Exercise description — Find how many lines in the material hold the word "license", then state that number and nothing more.

Material for this exercise —
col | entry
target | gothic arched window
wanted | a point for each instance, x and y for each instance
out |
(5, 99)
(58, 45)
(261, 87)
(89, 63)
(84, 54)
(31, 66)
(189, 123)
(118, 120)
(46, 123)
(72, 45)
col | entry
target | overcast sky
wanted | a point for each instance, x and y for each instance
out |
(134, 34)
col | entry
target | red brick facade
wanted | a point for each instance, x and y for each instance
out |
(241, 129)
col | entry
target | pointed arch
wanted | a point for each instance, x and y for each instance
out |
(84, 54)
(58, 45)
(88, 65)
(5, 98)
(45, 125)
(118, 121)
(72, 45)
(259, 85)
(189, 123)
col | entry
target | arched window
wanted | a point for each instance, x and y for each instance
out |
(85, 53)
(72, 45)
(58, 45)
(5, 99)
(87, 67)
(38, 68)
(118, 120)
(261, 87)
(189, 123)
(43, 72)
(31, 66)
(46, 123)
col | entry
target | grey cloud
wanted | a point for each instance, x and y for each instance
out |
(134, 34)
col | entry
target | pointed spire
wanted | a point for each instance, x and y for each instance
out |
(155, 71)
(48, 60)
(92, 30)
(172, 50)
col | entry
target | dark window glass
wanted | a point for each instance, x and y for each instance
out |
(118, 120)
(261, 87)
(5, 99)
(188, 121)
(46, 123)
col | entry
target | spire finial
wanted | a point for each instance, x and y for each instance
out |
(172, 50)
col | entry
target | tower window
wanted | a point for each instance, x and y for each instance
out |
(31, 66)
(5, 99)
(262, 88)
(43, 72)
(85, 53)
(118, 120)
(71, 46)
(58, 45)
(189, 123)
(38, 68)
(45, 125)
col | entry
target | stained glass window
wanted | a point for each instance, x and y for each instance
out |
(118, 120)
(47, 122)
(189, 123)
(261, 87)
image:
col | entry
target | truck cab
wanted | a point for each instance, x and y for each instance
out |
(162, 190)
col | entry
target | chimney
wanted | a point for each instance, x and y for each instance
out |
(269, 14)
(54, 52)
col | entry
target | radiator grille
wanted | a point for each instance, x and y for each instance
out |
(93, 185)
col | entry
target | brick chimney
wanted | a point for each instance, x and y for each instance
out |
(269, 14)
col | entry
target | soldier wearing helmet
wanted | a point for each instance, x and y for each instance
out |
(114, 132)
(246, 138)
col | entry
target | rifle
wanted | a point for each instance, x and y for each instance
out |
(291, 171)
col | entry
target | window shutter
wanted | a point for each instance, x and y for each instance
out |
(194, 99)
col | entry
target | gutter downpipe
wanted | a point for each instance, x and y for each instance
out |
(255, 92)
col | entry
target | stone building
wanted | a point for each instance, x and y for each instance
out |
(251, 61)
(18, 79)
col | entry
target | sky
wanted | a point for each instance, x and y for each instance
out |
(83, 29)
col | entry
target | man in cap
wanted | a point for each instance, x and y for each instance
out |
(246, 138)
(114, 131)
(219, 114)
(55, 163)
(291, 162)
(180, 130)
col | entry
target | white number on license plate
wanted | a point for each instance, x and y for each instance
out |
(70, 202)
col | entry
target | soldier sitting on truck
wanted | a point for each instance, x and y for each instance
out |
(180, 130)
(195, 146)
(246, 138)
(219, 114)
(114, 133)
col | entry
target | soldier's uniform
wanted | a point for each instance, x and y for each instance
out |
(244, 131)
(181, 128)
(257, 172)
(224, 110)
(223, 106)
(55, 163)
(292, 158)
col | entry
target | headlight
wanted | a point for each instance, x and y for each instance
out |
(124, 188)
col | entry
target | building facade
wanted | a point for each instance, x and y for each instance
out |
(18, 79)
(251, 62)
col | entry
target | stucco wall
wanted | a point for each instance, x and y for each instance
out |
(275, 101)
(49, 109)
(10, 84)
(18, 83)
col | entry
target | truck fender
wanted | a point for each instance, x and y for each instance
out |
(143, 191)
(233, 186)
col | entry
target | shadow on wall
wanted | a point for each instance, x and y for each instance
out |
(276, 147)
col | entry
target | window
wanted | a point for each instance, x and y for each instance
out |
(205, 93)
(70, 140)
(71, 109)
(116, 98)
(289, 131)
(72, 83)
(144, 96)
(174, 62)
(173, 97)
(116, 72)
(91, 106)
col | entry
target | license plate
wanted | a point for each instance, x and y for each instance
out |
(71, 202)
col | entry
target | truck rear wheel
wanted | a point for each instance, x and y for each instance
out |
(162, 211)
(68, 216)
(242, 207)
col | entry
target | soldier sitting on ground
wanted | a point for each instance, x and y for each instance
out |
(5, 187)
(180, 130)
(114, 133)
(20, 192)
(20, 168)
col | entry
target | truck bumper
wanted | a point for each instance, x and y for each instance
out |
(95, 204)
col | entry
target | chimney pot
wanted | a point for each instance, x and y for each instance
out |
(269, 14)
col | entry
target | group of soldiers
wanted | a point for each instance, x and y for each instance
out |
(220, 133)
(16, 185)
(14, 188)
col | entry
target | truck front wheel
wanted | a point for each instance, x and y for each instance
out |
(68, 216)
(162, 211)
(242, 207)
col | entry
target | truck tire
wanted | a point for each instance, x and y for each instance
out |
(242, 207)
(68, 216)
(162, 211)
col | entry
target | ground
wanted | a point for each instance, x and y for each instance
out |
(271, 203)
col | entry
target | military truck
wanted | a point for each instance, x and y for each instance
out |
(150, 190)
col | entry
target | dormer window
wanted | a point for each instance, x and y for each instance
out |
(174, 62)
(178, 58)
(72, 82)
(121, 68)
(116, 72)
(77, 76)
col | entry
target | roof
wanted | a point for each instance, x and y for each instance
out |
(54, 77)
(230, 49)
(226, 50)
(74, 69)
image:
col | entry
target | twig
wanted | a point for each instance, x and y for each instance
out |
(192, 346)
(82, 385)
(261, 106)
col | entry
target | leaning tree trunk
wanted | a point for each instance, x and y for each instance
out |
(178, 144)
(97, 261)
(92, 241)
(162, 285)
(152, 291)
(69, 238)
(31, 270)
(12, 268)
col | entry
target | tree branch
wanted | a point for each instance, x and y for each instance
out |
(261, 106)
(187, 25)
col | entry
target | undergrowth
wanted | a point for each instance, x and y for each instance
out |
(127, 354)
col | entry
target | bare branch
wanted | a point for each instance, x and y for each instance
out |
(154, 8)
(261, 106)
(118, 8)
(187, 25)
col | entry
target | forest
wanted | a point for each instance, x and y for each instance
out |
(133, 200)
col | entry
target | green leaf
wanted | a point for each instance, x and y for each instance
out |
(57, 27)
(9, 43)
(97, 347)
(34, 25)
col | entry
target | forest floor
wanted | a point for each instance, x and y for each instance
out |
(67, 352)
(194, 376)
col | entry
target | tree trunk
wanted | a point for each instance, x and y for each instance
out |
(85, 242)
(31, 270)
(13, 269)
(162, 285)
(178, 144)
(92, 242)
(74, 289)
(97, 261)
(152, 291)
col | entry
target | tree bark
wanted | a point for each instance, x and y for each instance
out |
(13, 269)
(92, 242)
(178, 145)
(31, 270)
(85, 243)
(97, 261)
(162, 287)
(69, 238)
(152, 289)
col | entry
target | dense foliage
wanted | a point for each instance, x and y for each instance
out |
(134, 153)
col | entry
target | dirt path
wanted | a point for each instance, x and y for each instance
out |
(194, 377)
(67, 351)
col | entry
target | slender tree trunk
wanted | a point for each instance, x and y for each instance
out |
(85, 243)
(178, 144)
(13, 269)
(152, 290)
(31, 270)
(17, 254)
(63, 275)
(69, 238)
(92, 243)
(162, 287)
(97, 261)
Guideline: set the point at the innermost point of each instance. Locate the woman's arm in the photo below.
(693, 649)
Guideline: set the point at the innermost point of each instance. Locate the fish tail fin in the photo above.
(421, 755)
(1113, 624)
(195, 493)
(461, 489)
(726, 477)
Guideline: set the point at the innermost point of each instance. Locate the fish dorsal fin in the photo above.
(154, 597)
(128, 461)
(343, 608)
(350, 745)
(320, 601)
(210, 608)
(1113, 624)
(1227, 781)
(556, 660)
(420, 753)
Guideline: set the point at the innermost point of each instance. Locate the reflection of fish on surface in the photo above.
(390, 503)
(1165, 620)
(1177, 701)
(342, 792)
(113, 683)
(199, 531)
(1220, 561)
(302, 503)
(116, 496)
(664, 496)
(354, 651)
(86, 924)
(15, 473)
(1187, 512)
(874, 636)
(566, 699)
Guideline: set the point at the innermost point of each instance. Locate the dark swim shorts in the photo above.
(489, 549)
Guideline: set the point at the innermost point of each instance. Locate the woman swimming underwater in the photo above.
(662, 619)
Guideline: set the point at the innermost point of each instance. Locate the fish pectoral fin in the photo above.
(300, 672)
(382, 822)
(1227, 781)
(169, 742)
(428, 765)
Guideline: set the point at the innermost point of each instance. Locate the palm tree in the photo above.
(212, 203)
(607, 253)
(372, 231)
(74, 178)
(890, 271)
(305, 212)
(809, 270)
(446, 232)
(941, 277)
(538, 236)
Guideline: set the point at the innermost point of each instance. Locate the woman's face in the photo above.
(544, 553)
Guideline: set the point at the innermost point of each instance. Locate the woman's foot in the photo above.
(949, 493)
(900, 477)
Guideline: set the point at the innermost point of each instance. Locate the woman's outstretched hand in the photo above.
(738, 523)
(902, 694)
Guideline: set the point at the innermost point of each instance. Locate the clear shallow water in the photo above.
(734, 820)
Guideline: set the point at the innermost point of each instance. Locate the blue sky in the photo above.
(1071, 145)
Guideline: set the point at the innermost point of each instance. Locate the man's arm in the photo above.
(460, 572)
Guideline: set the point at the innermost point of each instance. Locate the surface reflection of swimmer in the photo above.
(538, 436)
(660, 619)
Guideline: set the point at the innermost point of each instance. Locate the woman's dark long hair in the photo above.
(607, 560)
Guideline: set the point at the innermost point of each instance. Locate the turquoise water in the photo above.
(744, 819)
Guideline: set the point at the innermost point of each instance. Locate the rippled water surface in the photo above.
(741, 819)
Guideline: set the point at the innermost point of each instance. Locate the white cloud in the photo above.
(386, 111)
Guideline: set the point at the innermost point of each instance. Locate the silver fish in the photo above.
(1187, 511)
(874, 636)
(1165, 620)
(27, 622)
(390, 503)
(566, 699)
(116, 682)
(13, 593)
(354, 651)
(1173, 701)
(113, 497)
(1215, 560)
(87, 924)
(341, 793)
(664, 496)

Reply to the task — 2